Excerpted records:
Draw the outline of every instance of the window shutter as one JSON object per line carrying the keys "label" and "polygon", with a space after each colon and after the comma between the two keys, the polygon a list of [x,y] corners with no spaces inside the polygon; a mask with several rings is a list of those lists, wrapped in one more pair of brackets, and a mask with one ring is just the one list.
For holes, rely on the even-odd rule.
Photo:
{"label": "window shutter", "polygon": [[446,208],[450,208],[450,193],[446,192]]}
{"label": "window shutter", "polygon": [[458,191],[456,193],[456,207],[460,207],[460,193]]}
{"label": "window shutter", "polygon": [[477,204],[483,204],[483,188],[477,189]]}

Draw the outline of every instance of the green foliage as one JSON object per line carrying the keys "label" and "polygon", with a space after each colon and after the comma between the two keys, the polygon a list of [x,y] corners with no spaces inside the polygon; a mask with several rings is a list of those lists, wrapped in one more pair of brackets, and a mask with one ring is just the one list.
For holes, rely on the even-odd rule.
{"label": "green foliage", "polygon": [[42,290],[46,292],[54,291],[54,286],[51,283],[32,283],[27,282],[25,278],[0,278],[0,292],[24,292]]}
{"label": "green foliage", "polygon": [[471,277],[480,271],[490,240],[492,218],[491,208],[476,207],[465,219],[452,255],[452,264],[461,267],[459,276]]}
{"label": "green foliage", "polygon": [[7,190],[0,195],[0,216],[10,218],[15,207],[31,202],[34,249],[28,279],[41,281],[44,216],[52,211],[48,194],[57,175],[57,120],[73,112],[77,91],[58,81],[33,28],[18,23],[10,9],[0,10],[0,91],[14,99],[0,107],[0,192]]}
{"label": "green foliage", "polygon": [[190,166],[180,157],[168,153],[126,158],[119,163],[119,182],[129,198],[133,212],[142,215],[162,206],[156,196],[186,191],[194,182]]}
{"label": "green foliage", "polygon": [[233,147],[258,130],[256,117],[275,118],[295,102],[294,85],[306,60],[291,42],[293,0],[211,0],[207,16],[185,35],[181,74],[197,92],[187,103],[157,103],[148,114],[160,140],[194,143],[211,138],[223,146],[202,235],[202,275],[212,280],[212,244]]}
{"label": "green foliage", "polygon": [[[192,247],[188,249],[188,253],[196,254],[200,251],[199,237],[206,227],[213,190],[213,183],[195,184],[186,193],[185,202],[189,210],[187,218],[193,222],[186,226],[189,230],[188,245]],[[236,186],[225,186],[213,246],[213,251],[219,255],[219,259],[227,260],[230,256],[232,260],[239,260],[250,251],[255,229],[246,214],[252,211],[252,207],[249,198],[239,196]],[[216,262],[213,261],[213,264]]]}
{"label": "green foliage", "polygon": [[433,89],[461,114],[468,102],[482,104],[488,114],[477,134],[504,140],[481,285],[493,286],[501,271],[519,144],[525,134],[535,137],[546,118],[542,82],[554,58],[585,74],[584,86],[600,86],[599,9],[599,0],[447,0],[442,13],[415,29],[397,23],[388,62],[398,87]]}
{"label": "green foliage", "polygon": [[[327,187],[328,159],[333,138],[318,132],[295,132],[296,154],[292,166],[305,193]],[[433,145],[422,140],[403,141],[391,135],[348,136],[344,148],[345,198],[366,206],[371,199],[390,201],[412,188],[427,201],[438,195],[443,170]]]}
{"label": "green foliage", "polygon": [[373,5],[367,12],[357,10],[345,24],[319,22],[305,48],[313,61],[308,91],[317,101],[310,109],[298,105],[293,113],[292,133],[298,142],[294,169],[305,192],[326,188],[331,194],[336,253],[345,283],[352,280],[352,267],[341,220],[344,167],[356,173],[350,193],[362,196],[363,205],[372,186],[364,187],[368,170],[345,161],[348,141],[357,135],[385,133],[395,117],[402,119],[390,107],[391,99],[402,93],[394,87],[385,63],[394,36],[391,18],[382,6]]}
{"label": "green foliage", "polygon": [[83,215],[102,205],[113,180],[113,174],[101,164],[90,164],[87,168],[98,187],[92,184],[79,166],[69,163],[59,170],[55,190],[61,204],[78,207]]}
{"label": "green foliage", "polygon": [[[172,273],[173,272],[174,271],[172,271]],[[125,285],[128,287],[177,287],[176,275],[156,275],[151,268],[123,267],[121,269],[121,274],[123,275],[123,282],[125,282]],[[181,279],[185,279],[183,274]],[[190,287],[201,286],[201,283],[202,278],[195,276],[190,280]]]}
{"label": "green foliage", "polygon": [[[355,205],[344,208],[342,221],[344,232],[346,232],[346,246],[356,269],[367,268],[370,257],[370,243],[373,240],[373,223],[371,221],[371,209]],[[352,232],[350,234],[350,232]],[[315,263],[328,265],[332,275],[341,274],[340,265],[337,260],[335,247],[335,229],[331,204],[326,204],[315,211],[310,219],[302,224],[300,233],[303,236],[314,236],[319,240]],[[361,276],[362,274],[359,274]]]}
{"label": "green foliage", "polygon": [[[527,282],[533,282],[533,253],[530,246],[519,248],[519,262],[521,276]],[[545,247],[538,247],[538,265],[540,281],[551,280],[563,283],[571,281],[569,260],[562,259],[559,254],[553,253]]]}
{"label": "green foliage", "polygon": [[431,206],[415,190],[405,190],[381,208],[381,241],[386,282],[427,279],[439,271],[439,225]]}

Task goal:
In full and without error, transcribe the listing.

Answer for this exercise:
Draw the outline of every instance of the window shutter as one JSON object per line carrying the keys "label" and "polygon", with a space after each colon and after the comma between the two keys, the polygon a list of [x,y] corners with no spaces inside the polygon; a mask with several rings is a list of those lists, wrapped in one more pair of brackets, and a mask with one ring is just the one list.
For holes, rely on the even-odd rule.
Photo:
{"label": "window shutter", "polygon": [[446,208],[450,208],[450,193],[446,192]]}
{"label": "window shutter", "polygon": [[458,191],[456,193],[456,207],[460,207],[460,193]]}
{"label": "window shutter", "polygon": [[477,204],[483,204],[483,188],[477,189]]}

Draw the outline of every instance of the green foliage as one JSON object per line carrying the keys "label" and "polygon", with a space after each colon and after the comma between the two keys, the polygon a list of [x,y] corners with no spaces inside the polygon; a mask with several rings is a list of those lists, wrapped in one more pair of brackets, and a mask with one ring is just the one list.
For holes, rely on the even-odd rule.
{"label": "green foliage", "polygon": [[42,290],[46,292],[54,291],[54,286],[51,283],[32,283],[27,282],[25,278],[0,278],[0,292],[24,292]]}
{"label": "green foliage", "polygon": [[471,277],[480,271],[490,240],[492,218],[491,208],[476,207],[465,219],[452,255],[452,264],[461,267],[459,276]]}
{"label": "green foliage", "polygon": [[7,190],[0,195],[0,216],[10,218],[15,207],[31,202],[34,249],[28,279],[41,281],[44,216],[52,211],[48,194],[57,175],[57,120],[73,112],[77,91],[58,81],[33,28],[18,23],[10,9],[0,10],[0,91],[14,99],[0,107],[0,192]]}
{"label": "green foliage", "polygon": [[190,166],[180,157],[168,153],[126,158],[119,163],[119,182],[129,198],[133,212],[142,215],[162,206],[156,196],[186,191],[194,182]]}
{"label": "green foliage", "polygon": [[233,147],[258,130],[256,117],[275,118],[295,102],[294,85],[306,60],[291,42],[293,0],[211,0],[207,16],[185,35],[181,74],[197,92],[187,103],[157,103],[148,114],[160,140],[194,143],[211,138],[223,146],[202,235],[202,275],[212,280],[212,244]]}
{"label": "green foliage", "polygon": [[[192,247],[188,249],[188,253],[196,254],[200,251],[199,237],[206,227],[213,190],[213,183],[195,184],[186,193],[185,202],[189,210],[187,218],[193,222],[186,226],[189,230],[188,245]],[[236,186],[225,186],[213,246],[213,251],[219,255],[219,259],[227,260],[230,256],[232,260],[239,260],[250,251],[255,229],[246,214],[252,211],[252,207],[249,198],[239,196]],[[216,262],[213,261],[213,264]]]}
{"label": "green foliage", "polygon": [[433,89],[461,114],[468,102],[482,104],[488,114],[477,134],[504,140],[481,285],[493,286],[501,271],[519,144],[525,134],[535,137],[546,118],[542,82],[554,58],[585,74],[584,86],[600,86],[599,9],[599,0],[447,0],[442,13],[415,29],[397,23],[388,62],[398,87]]}
{"label": "green foliage", "polygon": [[[327,187],[328,159],[333,138],[318,132],[295,132],[296,154],[292,166],[305,193]],[[433,145],[422,140],[403,141],[391,135],[348,136],[344,148],[345,198],[366,206],[371,199],[390,201],[412,188],[427,201],[438,195],[443,170]]]}
{"label": "green foliage", "polygon": [[373,5],[367,12],[357,10],[345,24],[319,22],[305,48],[313,61],[308,91],[317,101],[310,109],[298,105],[293,113],[292,133],[298,142],[294,169],[305,192],[326,188],[331,194],[336,253],[345,283],[352,280],[352,267],[341,220],[344,167],[356,173],[350,193],[362,196],[363,205],[372,186],[364,187],[368,170],[345,161],[348,141],[357,135],[385,133],[395,117],[402,119],[390,107],[391,99],[402,93],[394,87],[385,63],[394,36],[391,18],[382,6]]}
{"label": "green foliage", "polygon": [[83,215],[102,205],[113,180],[113,174],[101,164],[90,164],[87,168],[98,187],[92,184],[79,166],[69,163],[59,170],[55,190],[61,204],[78,207]]}
{"label": "green foliage", "polygon": [[[172,273],[173,272],[174,271],[172,271]],[[125,285],[128,287],[177,287],[176,275],[156,275],[151,268],[123,267],[121,269],[121,274],[123,275],[123,282],[125,282]],[[181,279],[185,279],[183,274]],[[190,287],[201,286],[201,283],[202,278],[195,276],[190,280]]]}
{"label": "green foliage", "polygon": [[[355,205],[344,208],[342,221],[344,232],[346,232],[346,246],[356,269],[367,268],[370,257],[370,243],[373,240],[373,223],[371,221],[371,209]],[[352,232],[350,234],[350,232]],[[315,263],[328,265],[332,275],[341,274],[340,265],[337,260],[335,247],[335,229],[331,204],[326,204],[315,211],[310,219],[302,224],[300,233],[303,236],[314,236],[319,240]],[[361,276],[362,274],[359,274]]]}
{"label": "green foliage", "polygon": [[[527,282],[533,282],[533,253],[530,246],[519,248],[519,262],[521,276]],[[545,247],[538,247],[538,265],[540,281],[551,280],[563,283],[571,281],[569,260],[562,259],[559,254],[553,253]]]}
{"label": "green foliage", "polygon": [[431,206],[415,190],[405,190],[381,208],[381,241],[386,282],[427,279],[439,271],[439,225]]}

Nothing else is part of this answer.